Ginger and Rich Lang knew that they wanted to protect their land, even before they owned it. When they began the search decades ago, the Langs purposefully sought out a tract with qualities which they wanted to help preserve for future generations. “We looked all over the United States,” says Ginger. “We looked for a place with green mountains, arable soil, streams, forests, and mild temperatures.”
The Langs describe themselves as country people, and after living in St. Louis for several years, they were ready to put down roots away from the city. They purchased their dream property in the Crabtree community of Haywood County in 1994 and spent a long time deciding on how to best protect the land for the future. Last year, the Langs donated a conservation easement on 102 acres of their property in Bald Creek Valley.

-- PROBLEM 1 --
In the passage about the Langs, what year did they buy their property?
-- PROBLEM 2 --
Please print everything in the passage about the Langs from "Ginger and Rich" down to "Bald Creek Valley.".
-- PROBLEM 3 --
According to the passage about the Langs, what qualities did they look for in a place?

-- INFORMATION GIVEN --

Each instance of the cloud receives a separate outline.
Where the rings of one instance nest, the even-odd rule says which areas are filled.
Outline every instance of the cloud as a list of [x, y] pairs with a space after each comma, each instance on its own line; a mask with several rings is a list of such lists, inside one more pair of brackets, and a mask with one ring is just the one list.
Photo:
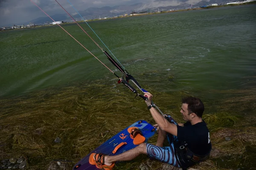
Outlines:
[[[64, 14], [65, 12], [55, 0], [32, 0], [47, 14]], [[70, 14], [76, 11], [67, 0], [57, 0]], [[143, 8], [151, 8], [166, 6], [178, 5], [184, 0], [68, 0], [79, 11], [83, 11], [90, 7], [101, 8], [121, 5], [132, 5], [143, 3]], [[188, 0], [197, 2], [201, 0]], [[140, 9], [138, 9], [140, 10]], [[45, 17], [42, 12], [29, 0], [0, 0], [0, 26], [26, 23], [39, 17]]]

...

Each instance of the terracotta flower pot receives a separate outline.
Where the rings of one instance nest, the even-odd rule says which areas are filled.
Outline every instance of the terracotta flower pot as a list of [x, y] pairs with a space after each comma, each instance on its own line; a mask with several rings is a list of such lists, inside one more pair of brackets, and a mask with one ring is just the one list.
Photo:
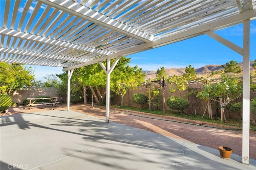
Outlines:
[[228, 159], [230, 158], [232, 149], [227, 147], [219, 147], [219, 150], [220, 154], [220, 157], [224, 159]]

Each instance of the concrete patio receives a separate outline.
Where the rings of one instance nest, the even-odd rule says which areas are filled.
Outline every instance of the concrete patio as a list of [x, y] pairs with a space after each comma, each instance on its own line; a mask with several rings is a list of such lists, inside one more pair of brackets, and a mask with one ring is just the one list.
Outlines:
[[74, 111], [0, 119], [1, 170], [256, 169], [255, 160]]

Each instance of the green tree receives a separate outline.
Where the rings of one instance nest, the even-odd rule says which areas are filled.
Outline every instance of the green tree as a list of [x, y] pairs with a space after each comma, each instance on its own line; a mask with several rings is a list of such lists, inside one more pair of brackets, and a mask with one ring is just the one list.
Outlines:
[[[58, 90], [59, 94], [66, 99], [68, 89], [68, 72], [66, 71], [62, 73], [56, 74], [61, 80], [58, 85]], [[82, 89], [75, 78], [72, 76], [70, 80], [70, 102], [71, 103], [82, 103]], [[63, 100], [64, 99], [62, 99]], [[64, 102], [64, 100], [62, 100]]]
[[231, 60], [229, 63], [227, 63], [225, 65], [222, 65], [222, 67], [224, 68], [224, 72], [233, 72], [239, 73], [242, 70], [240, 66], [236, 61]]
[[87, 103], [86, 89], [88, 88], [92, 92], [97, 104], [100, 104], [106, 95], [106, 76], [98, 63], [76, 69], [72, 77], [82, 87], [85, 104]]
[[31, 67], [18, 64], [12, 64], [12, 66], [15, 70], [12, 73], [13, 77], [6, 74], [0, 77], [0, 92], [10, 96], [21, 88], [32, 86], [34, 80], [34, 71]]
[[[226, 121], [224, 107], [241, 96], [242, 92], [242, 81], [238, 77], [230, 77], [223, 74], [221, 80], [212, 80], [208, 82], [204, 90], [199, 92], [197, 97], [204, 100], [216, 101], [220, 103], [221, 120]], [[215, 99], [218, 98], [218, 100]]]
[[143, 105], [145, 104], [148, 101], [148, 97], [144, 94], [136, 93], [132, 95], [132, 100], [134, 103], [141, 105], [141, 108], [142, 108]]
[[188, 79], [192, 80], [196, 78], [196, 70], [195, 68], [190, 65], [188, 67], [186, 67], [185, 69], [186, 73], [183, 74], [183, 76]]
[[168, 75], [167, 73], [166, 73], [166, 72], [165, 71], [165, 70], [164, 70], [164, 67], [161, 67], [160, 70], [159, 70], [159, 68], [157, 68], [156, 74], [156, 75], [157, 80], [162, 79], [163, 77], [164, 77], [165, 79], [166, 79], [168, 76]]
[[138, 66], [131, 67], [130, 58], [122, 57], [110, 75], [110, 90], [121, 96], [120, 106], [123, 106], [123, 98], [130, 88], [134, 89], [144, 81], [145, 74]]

-- TASK RESPONSE 1 --
1994

-- TASK RESPONSE 2 --
Ginger and Rich Lang knew that they wanted to protect their land, even before they owned it. When they began the search decades ago, the Langs purposefully sought out a tract with qualities which they wanted to help preserve for future generations. “We looked all over the United States,” says Ginger. “We looked for a place with green mountains, arable soil, streams, forests, and mild temperatures.”
The Langs describe themselves as country people, and after living in St. Louis for several years, they were ready to put down roots away from the city. They purchased their dream property in the Crabtree community of Haywood County in 1994 and spent a long time deciding on how to best protect the land for the future. Last year, the Langs donated a conservation easement on 102 acres of their property in Bald Creek Valley.

-- TASK RESPONSE 3 --
green mountains, arable soil, streams, forests, mild temperatures